> _To be done_:
Will you write out every one of the entries below word for word, keeping each line unchanged?
>> Start
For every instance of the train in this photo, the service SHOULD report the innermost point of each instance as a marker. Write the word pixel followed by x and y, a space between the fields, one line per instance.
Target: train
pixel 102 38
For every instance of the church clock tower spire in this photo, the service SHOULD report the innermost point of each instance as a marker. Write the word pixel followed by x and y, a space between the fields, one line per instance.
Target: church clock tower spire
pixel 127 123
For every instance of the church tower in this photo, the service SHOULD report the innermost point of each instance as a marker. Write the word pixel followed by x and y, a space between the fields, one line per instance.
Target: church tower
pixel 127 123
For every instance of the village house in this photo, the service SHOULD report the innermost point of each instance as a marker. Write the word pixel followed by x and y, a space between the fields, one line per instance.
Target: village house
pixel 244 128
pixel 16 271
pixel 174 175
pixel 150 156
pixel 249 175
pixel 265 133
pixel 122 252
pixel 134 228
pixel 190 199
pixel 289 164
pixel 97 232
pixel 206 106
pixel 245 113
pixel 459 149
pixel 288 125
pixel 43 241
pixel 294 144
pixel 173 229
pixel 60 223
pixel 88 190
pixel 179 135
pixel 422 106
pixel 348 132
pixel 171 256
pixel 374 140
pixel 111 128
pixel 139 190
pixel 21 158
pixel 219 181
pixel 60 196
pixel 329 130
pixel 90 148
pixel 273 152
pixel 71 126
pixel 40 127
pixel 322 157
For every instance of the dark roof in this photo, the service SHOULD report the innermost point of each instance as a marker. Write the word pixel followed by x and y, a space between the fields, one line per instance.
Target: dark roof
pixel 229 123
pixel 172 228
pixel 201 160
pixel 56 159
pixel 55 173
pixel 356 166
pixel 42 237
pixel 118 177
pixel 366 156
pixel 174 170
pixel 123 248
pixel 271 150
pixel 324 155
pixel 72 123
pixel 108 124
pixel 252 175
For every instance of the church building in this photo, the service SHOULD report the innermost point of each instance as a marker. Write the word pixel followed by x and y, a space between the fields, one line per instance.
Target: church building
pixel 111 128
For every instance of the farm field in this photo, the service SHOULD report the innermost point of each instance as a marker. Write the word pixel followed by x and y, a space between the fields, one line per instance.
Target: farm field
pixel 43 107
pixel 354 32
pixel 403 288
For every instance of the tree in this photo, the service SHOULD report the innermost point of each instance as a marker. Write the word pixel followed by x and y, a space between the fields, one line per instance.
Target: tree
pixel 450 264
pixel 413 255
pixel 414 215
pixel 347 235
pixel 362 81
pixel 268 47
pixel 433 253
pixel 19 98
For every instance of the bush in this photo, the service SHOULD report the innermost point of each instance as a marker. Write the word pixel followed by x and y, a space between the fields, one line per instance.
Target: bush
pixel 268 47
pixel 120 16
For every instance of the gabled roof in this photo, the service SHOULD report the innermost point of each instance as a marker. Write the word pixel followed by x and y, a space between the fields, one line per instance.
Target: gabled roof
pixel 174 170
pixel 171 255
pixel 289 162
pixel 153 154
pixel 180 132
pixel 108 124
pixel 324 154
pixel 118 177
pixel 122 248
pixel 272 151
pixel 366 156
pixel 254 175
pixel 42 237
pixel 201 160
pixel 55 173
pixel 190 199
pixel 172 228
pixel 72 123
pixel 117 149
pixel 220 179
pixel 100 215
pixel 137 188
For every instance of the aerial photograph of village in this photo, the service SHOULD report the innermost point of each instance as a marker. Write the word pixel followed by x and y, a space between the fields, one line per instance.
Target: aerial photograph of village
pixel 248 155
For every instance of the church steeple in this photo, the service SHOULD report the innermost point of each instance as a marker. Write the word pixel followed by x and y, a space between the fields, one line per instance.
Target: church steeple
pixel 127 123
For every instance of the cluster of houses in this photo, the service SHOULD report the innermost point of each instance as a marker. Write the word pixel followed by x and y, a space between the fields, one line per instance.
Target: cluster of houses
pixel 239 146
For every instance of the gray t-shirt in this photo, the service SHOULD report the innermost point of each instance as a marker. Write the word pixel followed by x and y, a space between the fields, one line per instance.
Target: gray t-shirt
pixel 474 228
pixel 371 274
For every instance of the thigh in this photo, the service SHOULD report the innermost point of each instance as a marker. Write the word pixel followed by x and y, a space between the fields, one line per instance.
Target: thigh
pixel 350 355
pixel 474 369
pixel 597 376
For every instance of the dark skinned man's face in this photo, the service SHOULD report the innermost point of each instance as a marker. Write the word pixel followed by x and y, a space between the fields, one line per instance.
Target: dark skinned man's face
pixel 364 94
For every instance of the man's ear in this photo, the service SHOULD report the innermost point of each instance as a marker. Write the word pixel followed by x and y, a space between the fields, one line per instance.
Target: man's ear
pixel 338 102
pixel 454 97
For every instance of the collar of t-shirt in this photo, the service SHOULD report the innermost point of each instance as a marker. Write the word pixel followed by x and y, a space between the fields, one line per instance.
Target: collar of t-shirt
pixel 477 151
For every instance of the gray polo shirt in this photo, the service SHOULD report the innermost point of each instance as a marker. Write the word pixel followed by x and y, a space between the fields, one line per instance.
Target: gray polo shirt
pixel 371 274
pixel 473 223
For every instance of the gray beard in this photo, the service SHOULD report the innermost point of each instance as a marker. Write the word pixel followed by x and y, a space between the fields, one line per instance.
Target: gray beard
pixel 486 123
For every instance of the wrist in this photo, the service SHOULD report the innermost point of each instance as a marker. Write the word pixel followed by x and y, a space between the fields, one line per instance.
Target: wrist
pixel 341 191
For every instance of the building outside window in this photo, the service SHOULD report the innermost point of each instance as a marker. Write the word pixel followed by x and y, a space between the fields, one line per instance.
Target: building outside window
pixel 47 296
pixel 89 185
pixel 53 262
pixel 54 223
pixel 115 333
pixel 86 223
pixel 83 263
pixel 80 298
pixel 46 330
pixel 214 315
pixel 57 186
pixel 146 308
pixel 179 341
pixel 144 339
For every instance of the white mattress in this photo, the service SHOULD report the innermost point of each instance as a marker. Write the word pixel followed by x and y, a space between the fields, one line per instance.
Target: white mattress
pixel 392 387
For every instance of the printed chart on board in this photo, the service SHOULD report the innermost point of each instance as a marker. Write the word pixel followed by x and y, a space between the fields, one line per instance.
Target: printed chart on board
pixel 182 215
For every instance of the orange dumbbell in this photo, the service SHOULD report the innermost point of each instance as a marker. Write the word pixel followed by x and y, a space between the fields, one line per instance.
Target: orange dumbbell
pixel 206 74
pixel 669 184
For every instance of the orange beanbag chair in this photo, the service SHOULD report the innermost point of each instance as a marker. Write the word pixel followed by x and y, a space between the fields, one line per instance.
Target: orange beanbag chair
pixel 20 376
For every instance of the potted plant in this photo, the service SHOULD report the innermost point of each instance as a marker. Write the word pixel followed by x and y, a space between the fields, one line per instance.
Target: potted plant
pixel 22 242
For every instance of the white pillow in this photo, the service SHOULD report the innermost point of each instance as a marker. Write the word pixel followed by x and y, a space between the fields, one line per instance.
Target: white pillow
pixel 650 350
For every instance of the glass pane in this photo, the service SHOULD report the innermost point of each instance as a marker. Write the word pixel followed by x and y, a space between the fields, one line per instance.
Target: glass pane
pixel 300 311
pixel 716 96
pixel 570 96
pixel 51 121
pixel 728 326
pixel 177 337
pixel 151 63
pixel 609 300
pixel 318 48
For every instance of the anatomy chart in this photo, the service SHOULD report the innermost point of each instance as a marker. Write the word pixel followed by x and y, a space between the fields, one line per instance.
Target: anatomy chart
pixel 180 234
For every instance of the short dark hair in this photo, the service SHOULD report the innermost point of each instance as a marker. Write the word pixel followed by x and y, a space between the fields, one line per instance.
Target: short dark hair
>> End
> _Reply_:
For every instance of the train in this photo, the service SHOULD report the innermost point of each instance as a marker. Write the word pixel followed by x and y, a space between the fields, one line per instance.
Target: train
pixel 102 38
For every instance of the church clock tower spire in this photo, the service SHOULD report the innermost point of each instance as a marker. Write the word pixel followed by x and y, a space between the fields, one line per instance.
Target: church clock tower spire
pixel 127 123
For every instance of the church tower in this photo, the service SHOULD report the innermost point of each instance as a marker. Write the word pixel followed by x and y, a space between the fields, one line per instance.
Target: church tower
pixel 127 123
For every instance of the village house in this photo, the service SHOULD report the innermost point of each instance as a marker. Write the word pixel followed by x and y, a space between the fields, one line per instance.
Target: village house
pixel 244 128
pixel 16 271
pixel 174 175
pixel 150 156
pixel 249 175
pixel 265 133
pixel 122 252
pixel 134 228
pixel 190 199
pixel 289 164
pixel 97 232
pixel 206 106
pixel 245 113
pixel 459 149
pixel 288 125
pixel 43 241
pixel 294 144
pixel 173 229
pixel 60 223
pixel 88 190
pixel 179 135
pixel 422 106
pixel 348 132
pixel 171 256
pixel 374 140
pixel 111 128
pixel 139 190
pixel 21 158
pixel 219 181
pixel 60 196
pixel 329 130
pixel 90 148
pixel 273 152
pixel 71 126
pixel 40 127
pixel 322 157
For every instance of the dark roof in this photo, the service SHOULD report the innermost point of each instance as a marker. Write the word pixel followed by x and y, a space between the fields, one line per instance.
Target: dark roof
pixel 229 123
pixel 172 228
pixel 201 160
pixel 56 159
pixel 55 173
pixel 356 166
pixel 42 237
pixel 118 177
pixel 366 156
pixel 174 170
pixel 123 248
pixel 271 150
pixel 324 155
pixel 72 123
pixel 108 124
pixel 252 175
For every instance of the church building in this photo, the service SHOULD report the innermost point of each instance as a marker. Write the word pixel followed by x and y, a space between the fields, one line per instance.
Target: church building
pixel 111 128
For every instance of the farm field in this photo, the service SHOULD report the innermost point of each instance as a marker. Write the word pixel followed by x and y, a space between the fields, one line per instance.
Target: farm field
pixel 43 107
pixel 354 32
pixel 403 288
For every instance of the tree in this photo, the service SHOULD report the innermost point of each instance as a marker. Write the word pixel followed by x and y, a space between the fields, one line per instance.
Target: tree
pixel 450 264
pixel 413 255
pixel 414 215
pixel 347 235
pixel 362 81
pixel 268 47
pixel 433 253
pixel 19 98
For every instance of the bush in this photo, the service SHOULD report the innermost point of each instance as a marker. Write the word pixel followed by x and y, a space between the fields, one line per instance.
Target: bush
pixel 268 47
pixel 120 16
For every instance of the gabled roof in this photo, the service SHOULD report the innermost point of each instance as a marker. Write the word pixel followed by x and y, a space between the fields, one line per instance.
Target: gabled roof
pixel 174 170
pixel 171 255
pixel 289 162
pixel 153 154
pixel 180 132
pixel 108 124
pixel 324 154
pixel 118 177
pixel 122 248
pixel 272 151
pixel 366 156
pixel 254 175
pixel 42 237
pixel 201 160
pixel 55 173
pixel 190 199
pixel 172 228
pixel 72 123
pixel 117 149
pixel 220 179
pixel 100 215
pixel 137 188
For every instance of the aerial photograph of village in this photo, the service SHOULD report the innermost point of each instance as a marker. Write the word pixel followed by x and y, a space between the fields, one line per instance.
Target: aerial photograph of village
pixel 248 155
For every instance of the church steeple in this photo, the service SHOULD report the innermost point of each instance as a marker. Write the word pixel followed by x and y, a space between the fields, one line per instance.
Target: church steeple
pixel 127 123
For every instance of the cluster of houses in this photo, the service SHOULD report the innermost point of each instance as a marker. Write the word pixel followed by x and y, a space between the fields, one line per instance.
Target: cluster of houses
pixel 239 146
For every instance of the gray t-shirt in this photo, the service SHOULD report the innermost point of each instance as a marker. Write the word pixel followed by x and y, a space between the fields, one line per instance.
Target: gray t-shirt
pixel 474 228
pixel 371 274
For every instance of the thigh in this photo, the service SHOULD report the innermost point of each instance as a marker. Write the word pixel followed by x and y, a space between the fields, one line per instance.
Target: thigh
pixel 350 355
pixel 474 369
pixel 597 376
For every instance of the dark skinned man's face in this photo, the service SHOULD report the innermost point of each instance as a marker. Write the word pixel followed by x and y, a space between the fields, one line per instance.
Target: dark skinned man's face
pixel 364 94
For every instance of the man's ear in this photo, the service SHOULD report the innermost point of each instance as a marker. Write the word pixel followed by x and y, a space between the fields, one line per instance.
Target: man's ear
pixel 338 102
pixel 454 97
For every instance of the collar of t-shirt in this photo, the service SHOULD report the innermost point of each instance as a marker. Write the word pixel followed by x and y, a space between the fields, one line per instance.
Target: collar of t-shirt
pixel 477 151
For every instance of the gray polo shirt in this photo, the service SHOULD report the innermost point of each instance as a marker. Write the word pixel followed by x and y, a space between the fields, one line per instance.
Target: gray polo shirt
pixel 371 274
pixel 473 223
For every instance of the gray beard in this photo, the service SHOULD report the innermost point of each instance as a marker. Write the word pixel followed by x and y, a space between the fields, one line per instance.
Target: gray beard
pixel 486 123
For every instance of the wrist in this photo, the service SHOULD report the innermost point of each instance as a marker. Write the word pixel followed by x and y, a space between the fields, one line per instance.
Target: wrist
pixel 341 191
For every instance of the building outside window in this photo, the service SHOULD report the innermost point of each instance as a marker. Write the word pixel followed by x and y, a space between the fields, one line per instance.
Target: building outside window
pixel 47 296
pixel 89 185
pixel 53 262
pixel 54 223
pixel 115 333
pixel 86 223
pixel 83 263
pixel 80 298
pixel 46 330
pixel 214 315
pixel 57 186
pixel 146 308
pixel 179 341
pixel 144 339
For every instance of the white mattress in this photo, the service SHOULD report the innermost point of each instance as a marker. Write the word pixel followed by x and y, a space between the fields, one line per instance.
Target: white mattress
pixel 392 387
For every instance of the printed chart on board in this photo, the service SHOULD report the innermost point of each instance as a marker. Write the word pixel followed by x and y, a space between the fields, one line per instance.
Target: printed chart on board
pixel 182 215
For every instance of the orange dumbbell in this photo, the service SHOULD report the innermost point of each instance as a marker. Write the word pixel followed by x and y, a space between the fields, one line per instance.
Target: orange dumbbell
pixel 206 74
pixel 669 184
For every instance of the orange beanbag chair in this photo, the service SHOULD report the innermost point of each instance as a marker. Write the word pixel followed by x and y, a space between the fields, one line per instance.
Target: orange beanbag chair
pixel 20 376
For every instance of the potted plant in this photo, the service SHOULD report the innermost point of each instance as a marker. Write the word pixel followed by x and y, a space between the fields, one line per instance.
Target: potted plant
pixel 22 242
For every instance of the white pillow in this photo, the service SHOULD report the innermost point of each instance as a marker. Write the word pixel followed by x and y, a space between the fields, one line per instance.
Target: white pillow
pixel 650 350
For every instance of the glass pane in this photo, the service SHOULD report the innermost point of each instance as a marker. Write the word pixel followed by x and y, a space between the fields, one line per instance.
Target: glass pane
pixel 300 311
pixel 716 96
pixel 570 96
pixel 51 121
pixel 728 326
pixel 177 337
pixel 151 63
pixel 609 300
pixel 318 48
For every instance of the anatomy chart in this photo, the service SHOULD report the innermost point of each instance as a marker. Write the word pixel followed by x and y, a space between the fields, one line per instance.
Target: anatomy chart
pixel 180 234
For every instance of the short dark hair in this photo, the service SHOULD report the innermost point of each instance as a marker. Write the word pixel followed by x and y, a space between the fields, one line per instance.
Target: short dark hair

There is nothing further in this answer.